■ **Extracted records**
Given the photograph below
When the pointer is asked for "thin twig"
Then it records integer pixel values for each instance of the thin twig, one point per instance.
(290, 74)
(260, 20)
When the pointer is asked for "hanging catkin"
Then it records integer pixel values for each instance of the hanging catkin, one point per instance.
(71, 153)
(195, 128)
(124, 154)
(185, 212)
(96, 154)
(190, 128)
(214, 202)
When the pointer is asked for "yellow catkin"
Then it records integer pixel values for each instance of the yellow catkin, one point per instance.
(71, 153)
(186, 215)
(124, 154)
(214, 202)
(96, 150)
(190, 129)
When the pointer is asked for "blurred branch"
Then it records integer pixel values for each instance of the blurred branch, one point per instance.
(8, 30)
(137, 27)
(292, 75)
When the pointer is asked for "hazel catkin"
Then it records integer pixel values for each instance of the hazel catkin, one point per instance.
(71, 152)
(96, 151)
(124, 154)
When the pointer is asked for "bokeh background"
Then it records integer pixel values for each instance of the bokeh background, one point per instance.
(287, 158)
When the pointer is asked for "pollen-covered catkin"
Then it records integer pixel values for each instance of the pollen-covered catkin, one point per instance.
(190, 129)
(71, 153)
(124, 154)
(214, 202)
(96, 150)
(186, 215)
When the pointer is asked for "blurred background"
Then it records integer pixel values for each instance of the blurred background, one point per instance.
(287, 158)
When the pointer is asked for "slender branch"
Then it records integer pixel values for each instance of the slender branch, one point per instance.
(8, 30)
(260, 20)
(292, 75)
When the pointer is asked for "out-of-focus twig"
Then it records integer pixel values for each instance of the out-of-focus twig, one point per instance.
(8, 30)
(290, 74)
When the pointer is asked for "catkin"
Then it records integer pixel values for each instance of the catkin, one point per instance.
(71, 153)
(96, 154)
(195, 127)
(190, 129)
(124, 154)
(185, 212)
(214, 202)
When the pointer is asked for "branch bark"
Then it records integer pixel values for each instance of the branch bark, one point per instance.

■ **ASSIGNED TASK**
Output the records in full, keeping them exactly as they are.

■ **RESULT FOR THIS EXERCISE**
Given the photograph below
When the pointer is asked for "thin twig"
Then it records integer pixel values for each instance of the thin twig, one point per instance.
(290, 74)
(260, 20)
When the pointer is asked for "hanging catkin"
Then it records integer pixel values for each instance of the hanging catkin, one point per instance.
(71, 153)
(195, 128)
(124, 154)
(185, 212)
(96, 154)
(190, 128)
(214, 202)
When the pointer is asked for "yellow catkin"
Then it records integer pixel values for each instance of the yellow catkin, one point per instance.
(71, 153)
(186, 215)
(124, 154)
(214, 202)
(96, 150)
(190, 129)
When the pointer is asked for "blurred branch"
Then it records integer pixel values for each instance of the blurred branch, one point per instance.
(8, 30)
(137, 27)
(292, 75)
When the pointer is asked for "hazel catkin"
Then it records integer pixel values for each instance of the hazel catkin, one point per instance.
(71, 152)
(96, 151)
(124, 154)
When the pointer is asked for "bokeh background"
Then it records integer pixel values for each instance of the bokeh background, one point per instance.
(287, 158)
When the pointer is asked for "pollen-covered catkin"
Then it records integer pixel values for each instance of the pollen-covered catkin, one point per instance.
(190, 129)
(71, 153)
(124, 154)
(214, 202)
(96, 150)
(186, 215)
When the pointer is asked for "blurred background"
Then it records integer pixel values for each instance of the blurred background, one point per instance.
(287, 158)
When the pointer is asked for "slender branch"
Then it records integer pixel values for each instance of the slender branch, one point per instance.
(8, 30)
(260, 20)
(292, 75)
When the pointer is asked for "out-of-focus twig"
Then it records integer pixel values for each instance of the out-of-focus twig, one point per instance.
(8, 30)
(290, 74)
When the pointer is asked for "catkin"
Then it records integer pixel values for each instance of the catkin, one point per instance.
(71, 153)
(96, 154)
(195, 127)
(190, 129)
(124, 154)
(185, 212)
(214, 202)
When the pointer is asked for "branch bark"
Then it records integer pixel values for each instance of the branch bark, one point per instance.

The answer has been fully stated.